Do this: Could you scale the items between the line containing "the flower center" and the end of the items, inclusive, by reproducing every line, requests included, with each point coordinate in the answers multiplied by 2.45 and rounded to a whole number, halves up? Leave the pictures out of your reply.
START
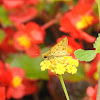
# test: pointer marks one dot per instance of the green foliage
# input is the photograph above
(80, 75)
(97, 44)
(31, 66)
(2, 35)
(85, 55)
(4, 17)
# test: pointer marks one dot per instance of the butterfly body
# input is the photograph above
(58, 50)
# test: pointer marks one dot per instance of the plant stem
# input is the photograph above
(64, 88)
(98, 90)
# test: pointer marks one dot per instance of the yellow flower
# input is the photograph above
(60, 65)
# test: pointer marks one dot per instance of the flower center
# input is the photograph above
(16, 81)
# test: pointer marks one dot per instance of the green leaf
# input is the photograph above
(2, 35)
(97, 44)
(80, 75)
(4, 17)
(85, 55)
(31, 66)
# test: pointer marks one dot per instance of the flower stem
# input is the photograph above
(64, 88)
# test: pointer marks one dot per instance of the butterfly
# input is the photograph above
(58, 50)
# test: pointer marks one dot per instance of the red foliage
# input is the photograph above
(32, 35)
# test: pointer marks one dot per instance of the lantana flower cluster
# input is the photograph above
(60, 65)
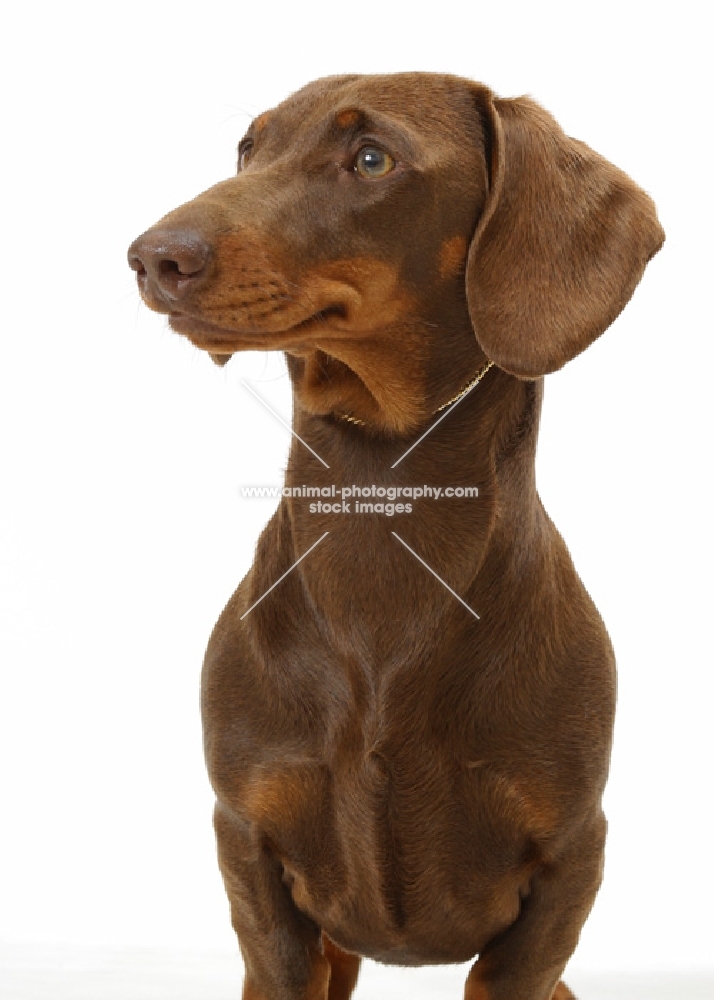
END
Full answer:
# test: pointer marks one dot per instance of the flower center
# input is the photograph above
(39, 198)
# test: pointer marks one dot per instance of the green leaf
# input is the photograph above
(5, 86)
(238, 108)
(196, 184)
(10, 42)
(208, 135)
(76, 162)
# test: pointer marks one dot per instance of the flower stem
# input is the photograph above
(157, 216)
# test: pointer marks one dot per instance of the butterfly
# input is the photograph above
(142, 123)
# test: pointer marks one dot per instance of the red foliage
# input is the photograph above
(78, 86)
# test: pointer marks one dot per instance of the lantana flower cluster
# input is the photograph above
(147, 159)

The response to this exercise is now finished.